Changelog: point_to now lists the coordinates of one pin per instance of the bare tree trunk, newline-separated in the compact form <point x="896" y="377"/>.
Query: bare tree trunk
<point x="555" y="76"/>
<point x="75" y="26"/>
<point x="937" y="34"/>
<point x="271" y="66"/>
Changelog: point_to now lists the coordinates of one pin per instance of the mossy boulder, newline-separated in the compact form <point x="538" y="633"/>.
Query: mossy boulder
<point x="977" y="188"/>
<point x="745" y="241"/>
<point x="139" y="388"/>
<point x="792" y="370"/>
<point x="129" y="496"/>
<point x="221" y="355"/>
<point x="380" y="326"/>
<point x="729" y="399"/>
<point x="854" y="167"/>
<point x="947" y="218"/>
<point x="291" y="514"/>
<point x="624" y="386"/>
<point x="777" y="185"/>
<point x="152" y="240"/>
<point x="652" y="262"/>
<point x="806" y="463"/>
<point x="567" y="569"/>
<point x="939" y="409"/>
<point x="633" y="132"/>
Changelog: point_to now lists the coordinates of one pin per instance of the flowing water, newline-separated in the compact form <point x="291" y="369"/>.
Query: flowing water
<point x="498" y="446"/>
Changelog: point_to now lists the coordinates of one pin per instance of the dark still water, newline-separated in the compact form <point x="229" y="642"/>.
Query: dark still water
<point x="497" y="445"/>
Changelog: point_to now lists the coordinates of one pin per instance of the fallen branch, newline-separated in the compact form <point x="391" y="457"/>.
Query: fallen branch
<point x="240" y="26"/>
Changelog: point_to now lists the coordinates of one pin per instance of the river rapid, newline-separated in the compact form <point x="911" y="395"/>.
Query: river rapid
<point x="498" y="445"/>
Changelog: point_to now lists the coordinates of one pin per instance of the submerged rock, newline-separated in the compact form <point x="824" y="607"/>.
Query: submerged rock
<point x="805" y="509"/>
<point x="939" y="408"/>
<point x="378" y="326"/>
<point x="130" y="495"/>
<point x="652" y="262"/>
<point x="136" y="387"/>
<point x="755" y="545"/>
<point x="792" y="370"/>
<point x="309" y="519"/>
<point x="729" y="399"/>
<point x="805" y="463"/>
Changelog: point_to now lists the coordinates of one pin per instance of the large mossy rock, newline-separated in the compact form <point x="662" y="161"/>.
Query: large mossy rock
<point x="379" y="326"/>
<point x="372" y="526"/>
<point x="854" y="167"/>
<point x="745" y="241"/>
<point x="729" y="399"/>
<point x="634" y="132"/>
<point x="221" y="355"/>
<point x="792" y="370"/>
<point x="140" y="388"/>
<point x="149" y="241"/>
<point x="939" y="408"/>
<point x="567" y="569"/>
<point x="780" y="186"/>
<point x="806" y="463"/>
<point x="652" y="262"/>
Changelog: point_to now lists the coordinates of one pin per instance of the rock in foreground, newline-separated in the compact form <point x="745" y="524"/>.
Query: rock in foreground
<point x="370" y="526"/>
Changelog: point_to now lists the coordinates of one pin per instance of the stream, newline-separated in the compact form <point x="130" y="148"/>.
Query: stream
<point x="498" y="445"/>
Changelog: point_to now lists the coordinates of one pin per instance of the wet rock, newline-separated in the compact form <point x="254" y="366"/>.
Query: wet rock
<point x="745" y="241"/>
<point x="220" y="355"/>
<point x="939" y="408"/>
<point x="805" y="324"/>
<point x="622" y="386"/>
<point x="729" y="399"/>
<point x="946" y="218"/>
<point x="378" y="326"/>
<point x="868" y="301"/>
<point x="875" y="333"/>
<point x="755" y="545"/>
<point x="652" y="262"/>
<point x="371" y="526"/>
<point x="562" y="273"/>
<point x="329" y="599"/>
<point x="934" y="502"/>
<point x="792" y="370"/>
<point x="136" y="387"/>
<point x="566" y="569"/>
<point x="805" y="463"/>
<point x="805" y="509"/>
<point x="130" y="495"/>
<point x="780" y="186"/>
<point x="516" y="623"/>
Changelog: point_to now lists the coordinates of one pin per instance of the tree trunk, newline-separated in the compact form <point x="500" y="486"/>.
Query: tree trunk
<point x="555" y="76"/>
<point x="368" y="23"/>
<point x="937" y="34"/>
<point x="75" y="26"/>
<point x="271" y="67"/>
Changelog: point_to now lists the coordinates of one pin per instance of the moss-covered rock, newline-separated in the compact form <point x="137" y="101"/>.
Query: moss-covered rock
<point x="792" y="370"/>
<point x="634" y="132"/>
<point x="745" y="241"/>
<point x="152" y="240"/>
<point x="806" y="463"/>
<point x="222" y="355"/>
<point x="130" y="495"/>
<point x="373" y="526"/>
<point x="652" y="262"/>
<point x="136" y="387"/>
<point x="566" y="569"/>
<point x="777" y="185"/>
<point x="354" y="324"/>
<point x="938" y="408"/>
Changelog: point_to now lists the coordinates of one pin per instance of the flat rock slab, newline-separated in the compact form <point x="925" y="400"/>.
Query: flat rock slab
☆ ☆ ☆ ☆ ☆ ☆ ☆
__Job__. Copy the rows from the line with "of the flat" through the last of the rows, switching "flat rock slab" to "granite ledge" and changing nothing else.

__Exercise solution__.
Changelog: point_to now lists the coordinates of one pin per instance of the granite ledge, newline-separated in the compact form <point x="925" y="400"/>.
Query: granite ledge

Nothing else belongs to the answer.